## To be done
**1.** From the appellate decision below, list the causes of action that the court excepts when it grants summary judgment against the plaintiff Shirley Call.
**2.** Reproduce the passage of the appellate decision starting at "Ordered that the" and ending at "costs or disbursements.".
---------- Selected excerpt
*522In an action, inter alia, to set aside certain transfers and a promissory note as unsupported by consideration, the defendant appeals from so much of an order of the Supreme Court, Orange County (Slobod, J.), dated March 3, 2003, as denied its motion for summary judgment dismissing the complaint and on its counterclaims.
Ordered that the order is modified, on the law, by (1) deleting the provision thereof denying those branches of the motion which were for summary judgment dismissing the complaint insofar as asserted by the plaintiff Asa Jay Call and on its counterclaims insofar as asserted against that plaintiff and substituting therefor a provision granting those branches of the motion, and (2) deleting the provision thereof denying that branch of the motion which was for summary judgment dismissing the complaint insofar as asserted by the plaintiff Shirley Call and substituting therefor a provision granting that branch of the motion except as to the causes of action alleging duress, undue influence, and overreaching; as so modified, the order is affirmed insofar as appealed from, without costs or disbursements.
The plaintiffs commenced this action, inter alia, to set aside the transfer of assets to, and the execution of a promissory note in favor of, the defendant bank to repay $74,000 that was transferred by wire, after a check that the plaintiff Asa Jay Call deposited into his account at the defendant bank to cover the transfer was found to be counterfeit. The check, purportedly issued by a company in Seattle, Washington, on an account with the Bank of America in North Carolina, was made payable to Mr. Call and he also authorized the wire transfer. The check and the wire transfer were allegedly part of a lottery scam by which Mr. Call was victimized. The defendant bank counterclaimed, inter alia, to enforce the promissory note. After significant disclosure, the defendant bank moved for summary judgment dismissing the complaint and for summary judgment on its counterclaims. The Supreme Court, inter alia, denied the motion. We modify.
--------------------
---------- Dataset content
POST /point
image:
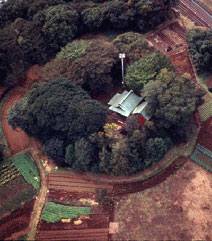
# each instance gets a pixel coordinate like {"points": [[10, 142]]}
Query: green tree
{"points": [[200, 49], [172, 99], [92, 64], [59, 109], [117, 14], [133, 45], [146, 69], [155, 148], [92, 18], [61, 25]]}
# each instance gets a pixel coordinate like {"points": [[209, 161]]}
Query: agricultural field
{"points": [[54, 212], [206, 4], [19, 184], [79, 210], [17, 222], [8, 171], [179, 208]]}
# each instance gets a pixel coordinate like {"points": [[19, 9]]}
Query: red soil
{"points": [[17, 140], [17, 221]]}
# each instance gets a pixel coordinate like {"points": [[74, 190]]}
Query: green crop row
{"points": [[7, 172], [54, 212], [26, 166]]}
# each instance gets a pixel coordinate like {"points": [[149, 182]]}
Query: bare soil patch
{"points": [[17, 140], [16, 222], [177, 209], [95, 225]]}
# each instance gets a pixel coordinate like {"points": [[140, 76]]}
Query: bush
{"points": [[39, 5], [12, 10], [92, 18]]}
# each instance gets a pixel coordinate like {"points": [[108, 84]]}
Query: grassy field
{"points": [[206, 4], [54, 212], [26, 166], [7, 172], [14, 194]]}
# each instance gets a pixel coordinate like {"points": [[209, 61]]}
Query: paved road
{"points": [[195, 13]]}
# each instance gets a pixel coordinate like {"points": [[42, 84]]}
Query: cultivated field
{"points": [[206, 4], [75, 209], [177, 209]]}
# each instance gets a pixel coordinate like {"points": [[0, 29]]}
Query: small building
{"points": [[129, 103]]}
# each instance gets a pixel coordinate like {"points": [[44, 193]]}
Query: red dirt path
{"points": [[19, 140]]}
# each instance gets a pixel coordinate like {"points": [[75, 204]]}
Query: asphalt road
{"points": [[195, 13]]}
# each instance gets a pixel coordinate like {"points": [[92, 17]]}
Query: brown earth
{"points": [[17, 221], [177, 209], [17, 140]]}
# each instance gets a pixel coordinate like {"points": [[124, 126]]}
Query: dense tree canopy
{"points": [[89, 63], [59, 108], [172, 99], [133, 45], [200, 48], [146, 69], [22, 45], [61, 25]]}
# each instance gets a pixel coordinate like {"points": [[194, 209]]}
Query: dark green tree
{"points": [[61, 25], [92, 63], [155, 148], [172, 99], [92, 18], [59, 109], [54, 148], [133, 45], [146, 69], [117, 14], [200, 49]]}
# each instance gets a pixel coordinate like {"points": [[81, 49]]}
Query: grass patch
{"points": [[7, 172], [54, 212], [26, 166], [14, 193]]}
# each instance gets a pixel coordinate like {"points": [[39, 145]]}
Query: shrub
{"points": [[40, 5], [92, 18]]}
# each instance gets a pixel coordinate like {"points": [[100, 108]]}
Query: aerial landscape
{"points": [[106, 120]]}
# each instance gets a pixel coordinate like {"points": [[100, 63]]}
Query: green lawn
{"points": [[54, 212], [26, 166], [15, 193], [8, 171], [206, 4]]}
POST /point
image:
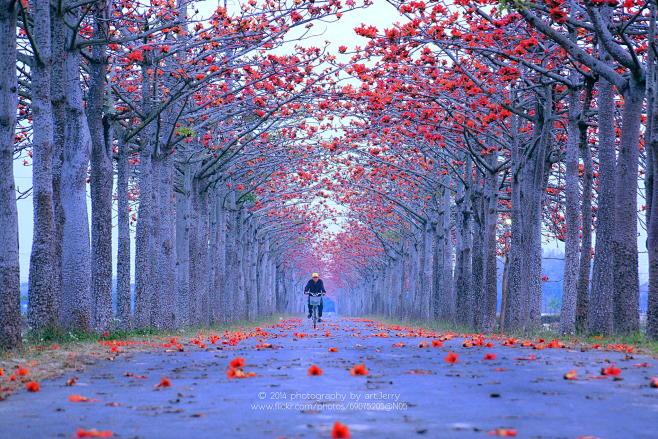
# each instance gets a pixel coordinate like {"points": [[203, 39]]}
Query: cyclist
{"points": [[315, 287]]}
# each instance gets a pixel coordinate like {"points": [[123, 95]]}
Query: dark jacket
{"points": [[315, 287]]}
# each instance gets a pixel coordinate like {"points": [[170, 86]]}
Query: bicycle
{"points": [[314, 300]]}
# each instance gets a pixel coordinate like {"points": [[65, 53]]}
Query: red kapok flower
{"points": [[359, 369], [314, 370], [451, 358]]}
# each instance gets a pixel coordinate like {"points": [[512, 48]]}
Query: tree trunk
{"points": [[76, 311], [586, 214], [43, 297], [626, 298]]}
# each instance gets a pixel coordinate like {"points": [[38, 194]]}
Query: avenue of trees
{"points": [[237, 158]]}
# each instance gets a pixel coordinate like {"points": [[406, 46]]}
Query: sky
{"points": [[380, 14]]}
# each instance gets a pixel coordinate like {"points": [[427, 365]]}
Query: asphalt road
{"points": [[409, 391]]}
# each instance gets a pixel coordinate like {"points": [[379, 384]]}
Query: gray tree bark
{"points": [[43, 295], [102, 177], [76, 311]]}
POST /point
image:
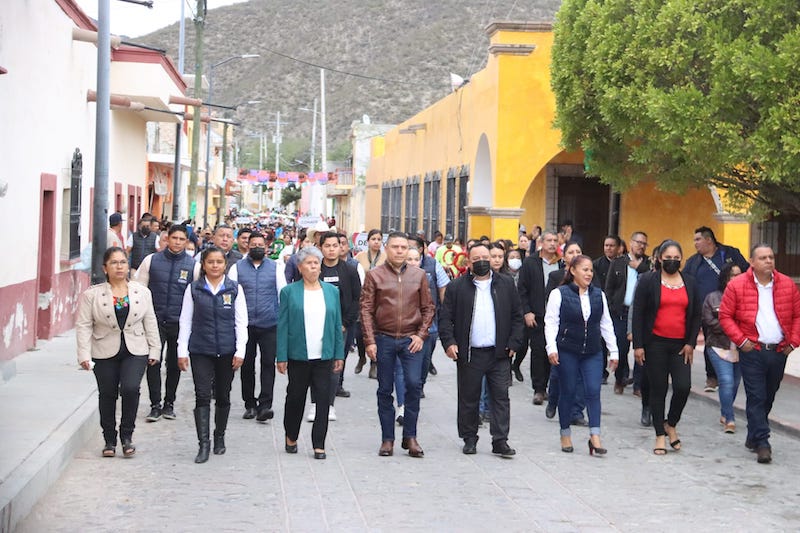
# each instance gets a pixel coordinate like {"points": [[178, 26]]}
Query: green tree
{"points": [[289, 195], [687, 92]]}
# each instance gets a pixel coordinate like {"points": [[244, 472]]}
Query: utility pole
{"points": [[102, 130], [199, 27]]}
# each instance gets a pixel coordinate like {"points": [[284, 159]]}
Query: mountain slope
{"points": [[414, 44]]}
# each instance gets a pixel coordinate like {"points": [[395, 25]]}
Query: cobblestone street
{"points": [[714, 483]]}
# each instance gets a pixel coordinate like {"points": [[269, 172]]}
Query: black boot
{"points": [[220, 423], [202, 421]]}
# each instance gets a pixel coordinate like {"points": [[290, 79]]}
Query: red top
{"points": [[671, 316]]}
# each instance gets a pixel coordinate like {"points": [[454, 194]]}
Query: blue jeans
{"points": [[427, 354], [590, 368], [729, 375], [762, 372], [579, 401], [390, 351]]}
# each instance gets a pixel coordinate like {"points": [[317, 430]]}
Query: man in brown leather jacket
{"points": [[396, 312]]}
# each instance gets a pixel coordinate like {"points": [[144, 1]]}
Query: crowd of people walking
{"points": [[219, 302]]}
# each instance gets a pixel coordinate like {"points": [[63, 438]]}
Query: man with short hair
{"points": [[437, 281], [396, 314], [261, 280], [167, 274], [482, 328], [760, 313], [533, 276], [223, 239], [141, 243], [705, 267], [114, 236]]}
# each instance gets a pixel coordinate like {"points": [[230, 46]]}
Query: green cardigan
{"points": [[291, 324]]}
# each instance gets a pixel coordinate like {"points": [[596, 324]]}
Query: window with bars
{"points": [[463, 191], [450, 211]]}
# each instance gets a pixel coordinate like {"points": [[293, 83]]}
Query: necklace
{"points": [[671, 286]]}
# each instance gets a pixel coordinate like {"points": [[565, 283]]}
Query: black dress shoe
{"points": [[470, 447], [764, 455], [264, 414], [503, 450]]}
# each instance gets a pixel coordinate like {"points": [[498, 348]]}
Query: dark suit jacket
{"points": [[455, 315], [646, 302]]}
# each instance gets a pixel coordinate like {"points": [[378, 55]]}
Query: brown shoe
{"points": [[413, 447], [387, 448]]}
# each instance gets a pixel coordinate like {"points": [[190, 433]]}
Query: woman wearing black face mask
{"points": [[666, 320]]}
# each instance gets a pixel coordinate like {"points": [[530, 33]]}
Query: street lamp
{"points": [[208, 133]]}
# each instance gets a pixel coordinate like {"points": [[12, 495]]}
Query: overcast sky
{"points": [[135, 20]]}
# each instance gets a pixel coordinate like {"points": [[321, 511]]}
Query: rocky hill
{"points": [[411, 46]]}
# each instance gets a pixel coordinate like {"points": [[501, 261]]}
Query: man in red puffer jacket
{"points": [[760, 313]]}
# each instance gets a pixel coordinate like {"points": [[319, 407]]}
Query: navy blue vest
{"points": [[141, 248], [214, 320], [260, 290], [170, 274], [574, 334]]}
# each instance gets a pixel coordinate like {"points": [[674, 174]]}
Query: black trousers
{"points": [[662, 361], [212, 376], [120, 375], [169, 337], [302, 375], [266, 340], [470, 373], [540, 365]]}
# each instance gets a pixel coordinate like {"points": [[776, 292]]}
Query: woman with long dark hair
{"points": [[665, 323], [723, 355], [213, 334], [117, 336], [575, 320]]}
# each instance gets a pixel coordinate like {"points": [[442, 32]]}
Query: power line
{"points": [[338, 71]]}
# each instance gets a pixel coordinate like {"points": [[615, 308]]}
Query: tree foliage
{"points": [[688, 92]]}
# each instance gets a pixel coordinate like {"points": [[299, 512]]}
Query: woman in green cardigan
{"points": [[310, 345]]}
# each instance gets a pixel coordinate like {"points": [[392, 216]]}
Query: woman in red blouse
{"points": [[666, 320]]}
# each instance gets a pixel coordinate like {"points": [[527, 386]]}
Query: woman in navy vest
{"points": [[575, 319], [213, 334]]}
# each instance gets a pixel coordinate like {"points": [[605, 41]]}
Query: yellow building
{"points": [[486, 158]]}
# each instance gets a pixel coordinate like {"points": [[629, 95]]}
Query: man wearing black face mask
{"points": [[482, 328], [143, 243], [261, 279]]}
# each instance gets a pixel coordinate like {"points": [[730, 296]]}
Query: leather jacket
{"points": [[396, 303]]}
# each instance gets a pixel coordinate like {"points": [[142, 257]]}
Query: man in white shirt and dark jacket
{"points": [[481, 329]]}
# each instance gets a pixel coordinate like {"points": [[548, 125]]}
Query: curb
{"points": [[31, 480]]}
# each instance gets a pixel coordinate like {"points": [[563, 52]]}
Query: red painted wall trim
{"points": [[73, 11]]}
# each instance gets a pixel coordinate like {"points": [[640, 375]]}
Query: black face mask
{"points": [[481, 268], [257, 254], [670, 266]]}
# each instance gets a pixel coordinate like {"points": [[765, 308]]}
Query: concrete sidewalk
{"points": [[50, 411]]}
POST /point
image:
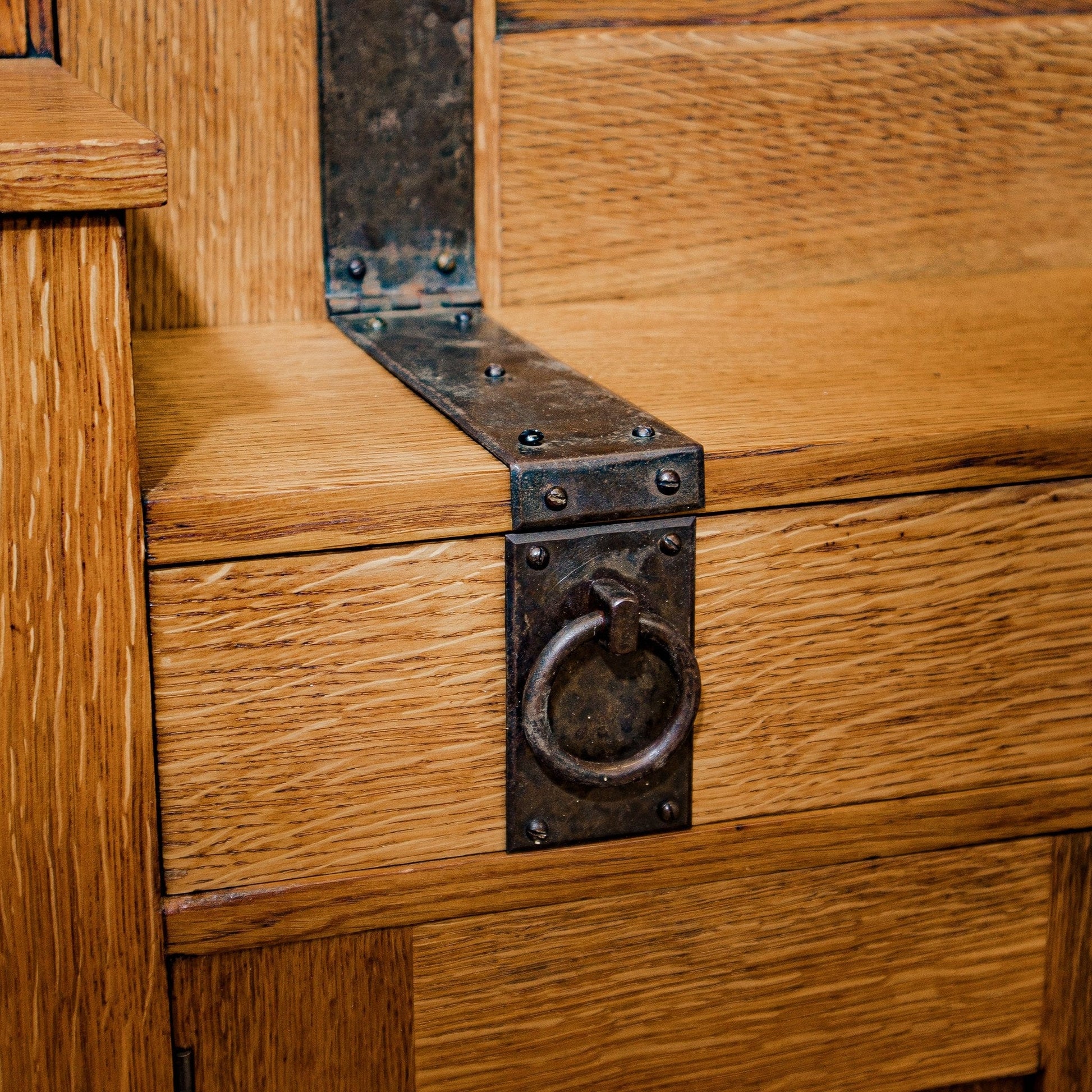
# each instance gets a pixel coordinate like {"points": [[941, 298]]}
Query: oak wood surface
{"points": [[1067, 1020], [748, 984], [330, 713], [643, 162], [461, 887], [268, 439], [63, 148], [83, 990], [233, 90], [535, 16], [13, 29], [287, 437], [333, 1015]]}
--------------------
## Solutions below
**1.**
duress
undue influence
overreaching

**2.**
Ordered that the order is modified, on the law, by (1) deleting the provision thereof denying those branches of the motion which were for summary judgment dismissing the complaint insofar as asserted by the plaintiff Asa Jay Call and on its counterclaims insofar as asserted against that plaintiff and substituting therefor a provision granting those branches of the motion, and (2) deleting the provision thereof denying that branch of the motion which was for summary judgment dismissing the complaint insofar as asserted by the plaintiff Shirley Call and substituting therefor a provision granting that branch of the motion except as to the causes of action alleging duress, undue influence, and overreaching; as so modified, the order is affirmed insofar as appealed from, without costs or disbursements.